Document excerpt:
With the distance being shorter than Honu 70.3, my main focus for training is speed.  When I spoke to a few coaches last year about training for Honu 70.3 and then Nationals, they all said Nationals is all about speed.  At that time I thought I understood the concept.  Now that I’m actually training for this race I don’t think it sank in then.  But it’s definitely sinking in now and very, very quickly.  I’m still getting a sense of the key differences (between training for Hawaii and Nationals) with my workouts, methodology, mindset and overall a focus.  I’ve already realized that since I was focused on distance for Hawaii, I need to make a real, almost physical transition to shift my mindset to speed.  So far I’ve identified the following changes:

  • I’m not looking to dig in for the long haul.
  • Managing my energy level requires a different strategy.  I think I need to manage at higher levels of intensity for most of, if not the entire race.
  • The time I had to ramp up during my training sessions for Honu 70.3 now seems like a luxury.  I need to start my sessions at a much faster pace.

Dataset extract:
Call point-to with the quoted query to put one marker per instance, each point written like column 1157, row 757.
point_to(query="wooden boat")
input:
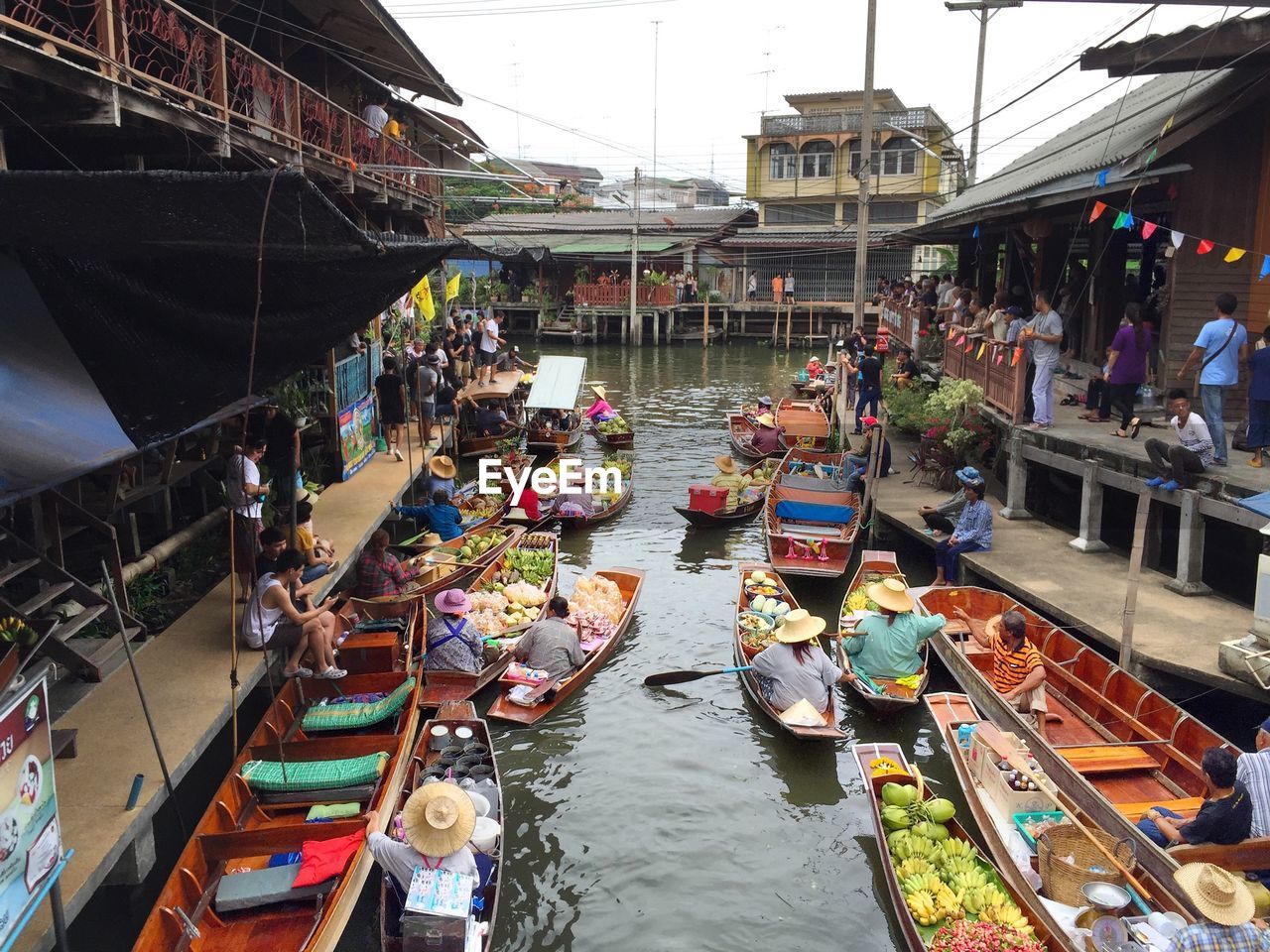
column 453, row 715
column 1119, row 747
column 951, row 712
column 803, row 424
column 743, row 654
column 744, row 512
column 815, row 534
column 630, row 581
column 916, row 936
column 797, row 471
column 443, row 687
column 243, row 828
column 875, row 566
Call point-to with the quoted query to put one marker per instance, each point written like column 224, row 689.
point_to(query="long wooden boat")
column 875, row 566
column 803, row 424
column 952, row 711
column 798, row 470
column 815, row 534
column 629, row 581
column 452, row 716
column 243, row 828
column 744, row 511
column 443, row 687
column 743, row 655
column 1116, row 749
column 917, row 937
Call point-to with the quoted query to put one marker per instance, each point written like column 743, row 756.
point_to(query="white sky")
column 588, row 70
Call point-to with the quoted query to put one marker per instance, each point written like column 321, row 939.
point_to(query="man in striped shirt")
column 1017, row 670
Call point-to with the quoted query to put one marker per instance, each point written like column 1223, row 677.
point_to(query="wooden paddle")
column 658, row 680
column 1003, row 749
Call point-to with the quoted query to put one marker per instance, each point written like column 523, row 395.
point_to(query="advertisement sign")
column 31, row 843
column 357, row 434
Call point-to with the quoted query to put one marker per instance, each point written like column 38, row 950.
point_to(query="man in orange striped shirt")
column 1017, row 670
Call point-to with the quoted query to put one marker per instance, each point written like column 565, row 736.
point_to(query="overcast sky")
column 581, row 77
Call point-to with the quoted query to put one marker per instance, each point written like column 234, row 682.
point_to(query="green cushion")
column 336, row 717
column 314, row 774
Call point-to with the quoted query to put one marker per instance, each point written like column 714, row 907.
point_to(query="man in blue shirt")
column 1220, row 347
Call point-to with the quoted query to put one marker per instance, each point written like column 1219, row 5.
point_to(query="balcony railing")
column 158, row 46
column 829, row 123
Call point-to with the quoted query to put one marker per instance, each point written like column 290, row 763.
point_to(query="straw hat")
column 799, row 626
column 890, row 594
column 1218, row 893
column 439, row 819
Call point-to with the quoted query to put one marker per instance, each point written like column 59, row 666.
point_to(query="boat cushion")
column 325, row 858
column 813, row 512
column 314, row 774
column 341, row 716
column 262, row 888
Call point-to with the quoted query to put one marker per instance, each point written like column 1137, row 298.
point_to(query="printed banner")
column 357, row 434
column 31, row 842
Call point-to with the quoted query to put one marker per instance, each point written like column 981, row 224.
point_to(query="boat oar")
column 1003, row 749
column 658, row 680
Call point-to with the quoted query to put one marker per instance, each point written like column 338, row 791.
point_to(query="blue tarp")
column 813, row 512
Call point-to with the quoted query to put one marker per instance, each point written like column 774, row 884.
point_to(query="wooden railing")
column 160, row 48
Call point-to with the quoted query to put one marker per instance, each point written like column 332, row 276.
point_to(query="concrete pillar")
column 1091, row 512
column 1191, row 548
column 1016, row 481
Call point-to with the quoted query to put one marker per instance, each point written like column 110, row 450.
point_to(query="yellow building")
column 802, row 169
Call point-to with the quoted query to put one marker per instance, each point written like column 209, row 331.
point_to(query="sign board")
column 357, row 434
column 31, row 843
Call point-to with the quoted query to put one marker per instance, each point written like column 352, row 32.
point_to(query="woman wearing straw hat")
column 1225, row 905
column 887, row 645
column 797, row 667
column 730, row 480
column 437, row 821
column 453, row 642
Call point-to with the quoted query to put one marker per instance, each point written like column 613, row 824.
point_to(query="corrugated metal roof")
column 557, row 384
column 1110, row 136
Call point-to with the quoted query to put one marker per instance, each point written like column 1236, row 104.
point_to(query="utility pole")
column 984, row 10
column 865, row 171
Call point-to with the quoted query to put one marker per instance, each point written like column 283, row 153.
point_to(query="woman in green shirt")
column 885, row 645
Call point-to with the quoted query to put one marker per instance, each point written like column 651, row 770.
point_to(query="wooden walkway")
column 186, row 674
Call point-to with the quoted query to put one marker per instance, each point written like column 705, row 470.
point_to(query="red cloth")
column 322, row 860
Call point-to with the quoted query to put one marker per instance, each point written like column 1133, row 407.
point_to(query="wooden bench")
column 1101, row 758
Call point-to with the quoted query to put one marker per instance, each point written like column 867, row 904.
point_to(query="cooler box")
column 707, row 499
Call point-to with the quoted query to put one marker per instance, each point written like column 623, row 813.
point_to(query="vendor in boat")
column 730, row 479
column 797, row 667
column 437, row 821
column 453, row 642
column 1224, row 819
column 1017, row 669
column 552, row 644
column 599, row 411
column 887, row 645
column 767, row 436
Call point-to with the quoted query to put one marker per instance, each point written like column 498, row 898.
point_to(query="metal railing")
column 158, row 46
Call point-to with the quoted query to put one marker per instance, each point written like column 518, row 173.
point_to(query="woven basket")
column 1062, row 880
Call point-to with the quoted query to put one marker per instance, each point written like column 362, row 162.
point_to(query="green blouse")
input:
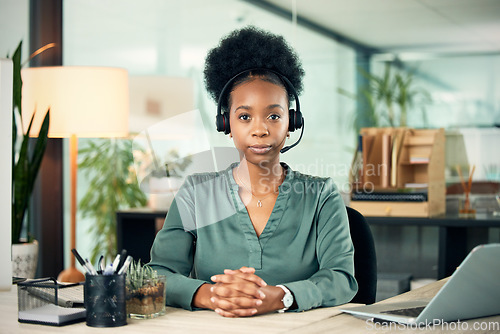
column 305, row 244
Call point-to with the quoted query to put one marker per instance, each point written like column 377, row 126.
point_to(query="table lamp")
column 89, row 102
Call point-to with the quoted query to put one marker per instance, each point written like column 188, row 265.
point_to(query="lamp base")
column 71, row 275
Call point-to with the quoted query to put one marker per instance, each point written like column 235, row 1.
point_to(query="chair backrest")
column 365, row 258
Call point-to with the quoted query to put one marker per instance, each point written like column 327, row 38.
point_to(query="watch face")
column 288, row 300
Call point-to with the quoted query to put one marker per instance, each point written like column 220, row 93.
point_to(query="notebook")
column 472, row 291
column 69, row 296
column 50, row 314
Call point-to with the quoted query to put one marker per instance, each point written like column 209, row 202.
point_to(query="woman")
column 257, row 237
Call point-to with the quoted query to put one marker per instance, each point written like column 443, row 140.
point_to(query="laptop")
column 473, row 291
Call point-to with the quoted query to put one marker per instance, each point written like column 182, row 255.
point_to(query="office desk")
column 136, row 230
column 452, row 235
column 326, row 320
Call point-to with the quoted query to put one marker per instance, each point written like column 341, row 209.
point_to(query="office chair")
column 365, row 258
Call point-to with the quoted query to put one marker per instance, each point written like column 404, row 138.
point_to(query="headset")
column 295, row 116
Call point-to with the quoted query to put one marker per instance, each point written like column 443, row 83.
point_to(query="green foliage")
column 138, row 273
column 112, row 186
column 25, row 168
column 388, row 98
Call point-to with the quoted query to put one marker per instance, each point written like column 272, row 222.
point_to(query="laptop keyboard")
column 410, row 312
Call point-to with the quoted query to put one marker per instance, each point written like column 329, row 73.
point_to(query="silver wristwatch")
column 287, row 299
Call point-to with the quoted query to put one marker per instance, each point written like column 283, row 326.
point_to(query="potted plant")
column 112, row 185
column 27, row 154
column 160, row 178
column 388, row 98
column 145, row 292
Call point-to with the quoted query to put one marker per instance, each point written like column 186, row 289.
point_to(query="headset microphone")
column 296, row 121
column 285, row 149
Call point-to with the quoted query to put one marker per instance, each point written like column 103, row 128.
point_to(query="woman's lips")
column 260, row 149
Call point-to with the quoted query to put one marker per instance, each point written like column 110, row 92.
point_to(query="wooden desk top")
column 325, row 320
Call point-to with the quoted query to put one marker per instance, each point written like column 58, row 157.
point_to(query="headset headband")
column 287, row 83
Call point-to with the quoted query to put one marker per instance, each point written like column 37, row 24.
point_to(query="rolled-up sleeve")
column 173, row 251
column 334, row 283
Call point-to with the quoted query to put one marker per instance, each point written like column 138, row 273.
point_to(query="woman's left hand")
column 242, row 293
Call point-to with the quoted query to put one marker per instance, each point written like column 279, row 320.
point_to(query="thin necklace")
column 259, row 201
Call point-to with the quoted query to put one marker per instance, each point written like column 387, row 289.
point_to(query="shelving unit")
column 401, row 162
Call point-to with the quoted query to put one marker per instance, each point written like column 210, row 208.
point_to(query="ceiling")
column 405, row 26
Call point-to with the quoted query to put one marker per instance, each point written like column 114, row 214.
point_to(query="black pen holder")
column 104, row 297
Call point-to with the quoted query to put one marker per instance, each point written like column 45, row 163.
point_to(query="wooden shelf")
column 388, row 167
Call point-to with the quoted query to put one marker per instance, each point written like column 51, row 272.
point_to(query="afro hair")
column 250, row 48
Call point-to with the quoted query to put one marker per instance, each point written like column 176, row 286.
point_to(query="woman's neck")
column 261, row 179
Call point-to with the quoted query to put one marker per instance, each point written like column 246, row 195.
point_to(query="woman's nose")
column 259, row 128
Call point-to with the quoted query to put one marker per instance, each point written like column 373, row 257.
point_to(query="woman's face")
column 259, row 120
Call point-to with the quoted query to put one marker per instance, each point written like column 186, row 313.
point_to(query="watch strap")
column 287, row 298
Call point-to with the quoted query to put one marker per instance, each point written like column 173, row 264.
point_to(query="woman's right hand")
column 236, row 293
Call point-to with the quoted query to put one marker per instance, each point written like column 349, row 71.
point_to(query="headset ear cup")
column 222, row 123
column 295, row 120
column 299, row 121
column 291, row 120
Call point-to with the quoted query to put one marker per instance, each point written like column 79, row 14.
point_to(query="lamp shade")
column 83, row 101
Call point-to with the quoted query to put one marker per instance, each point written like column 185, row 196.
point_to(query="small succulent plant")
column 138, row 273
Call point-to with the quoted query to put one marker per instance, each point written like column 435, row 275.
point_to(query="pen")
column 123, row 257
column 116, row 261
column 109, row 270
column 125, row 265
column 90, row 267
column 100, row 265
column 80, row 260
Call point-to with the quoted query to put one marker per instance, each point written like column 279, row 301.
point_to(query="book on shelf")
column 386, row 196
column 53, row 315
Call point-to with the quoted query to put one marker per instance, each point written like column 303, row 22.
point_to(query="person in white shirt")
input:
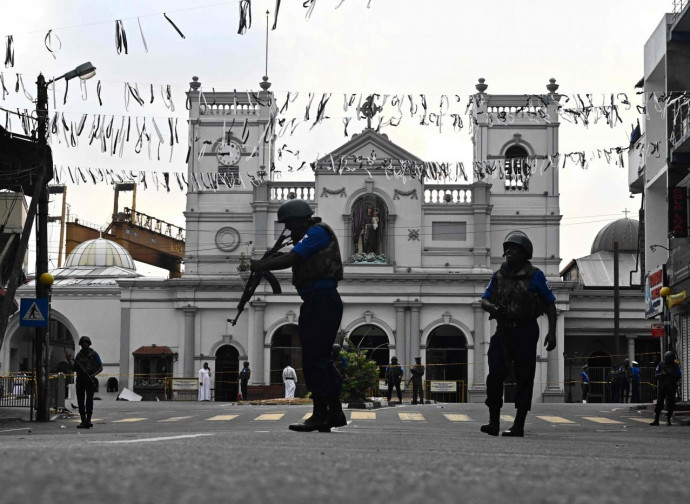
column 205, row 383
column 290, row 380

What to work on:
• a. Answer these from the Nationals training text:
(i) What did the coaches say Nationals is all about?
(ii) What was the writer's focus when training for Hawaii?
(iii) What does the writer now see as a luxury?
• b. Please write what comes next in the Nationals training text, picking up after its final point.

Answers provided:
• a.
(i) Speed.
(ii) Distance.
(iii) The time to ramp up during training sessions for Honu 70.3.

• b.
All of this may sound a little odd since I’ve already completed three olympic distance races.  It seems odd even to me in some ways.  I think these observations and realizations come from the fact that:

  • I was so focused on a much longer (and new) distance up until very recently.
  • With each race and season I complete, I’m more experienced and tons wiser about my training and racing.  My goals change as well.
  • It’s the National Championship!  The best of the best age groupers will be there, and they’ll be ready to give it their all as fast as they can.  I owe it to myself and them to be as competitive as I can.

I’m not quite sure what other goals I want to set for this race.  I’ll continue to think about this.  For now…I’ll focus on….speed.